Veuillez réécrire sous forme de liste le paragraphe de l'article ci-dessous sur les matériaux de construction dangereux qui commence par « En matière d'exposition aux substances dangereuses ». Conservez ses faits principaux.

◆ **EXTRAIT DU TEXTE**:
┌────────

Réduisez les risques liés à la manipulation de matériaux de construction 'dangereux'
Ce qu'il faut savoir sur les mesures de protection et les valeurs limites

En matière d'exposition aux substances dangereuses, l'adage est clair: mieux vaut prévenir que guérir. Cependant, une protection complète est rarement possible, en particulier dans les projets de rénovation où les conditions sont imprévisibles. C'est pourquoi une politique de sécurité bien pensée associe des mesures collectives à la protection individuelle. Dans cet article complémentaire, Lode Godderis, professeur de médecine du travail à la KU Leuven et CEO d'IDEWE, explique les récentes modifications des valeurs limites, la législation européenne et souligne l'importance d'une gestion des risques adaptée à chaque situation.
La prévention se fait sur mesure
Mesures de protection collective
Comment les travailleurs peuvent-ils se protéger au mieux des substances dangereuses?

└────────

◆ **SECTION DES DONNÉES**:
┌────────

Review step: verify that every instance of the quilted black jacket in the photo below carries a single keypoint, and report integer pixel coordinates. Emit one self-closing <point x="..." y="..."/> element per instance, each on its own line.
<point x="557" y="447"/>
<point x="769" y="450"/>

└────────

◆ **RÉPONSE AU PROBLÈME**:
- Face aux substances dangereuses, mieux vaut prévenir que guérir.
- Une protection complète est rarement possible, surtout dans les projets de rénovation, où les conditions sont imprévisibles.
- Une politique de sécurité bien pensée associe donc mesures collectives et protection individuelle.
- Dans cet article complémentaire, Lode Godderis, professeur de médecine du travail à la KU Leuven et CEO d'IDEWE, explique les récentes modifications des valeurs limites et la législation européenne.
- Il souligne l'importance d'une gestion des risques adaptée à chaque situation.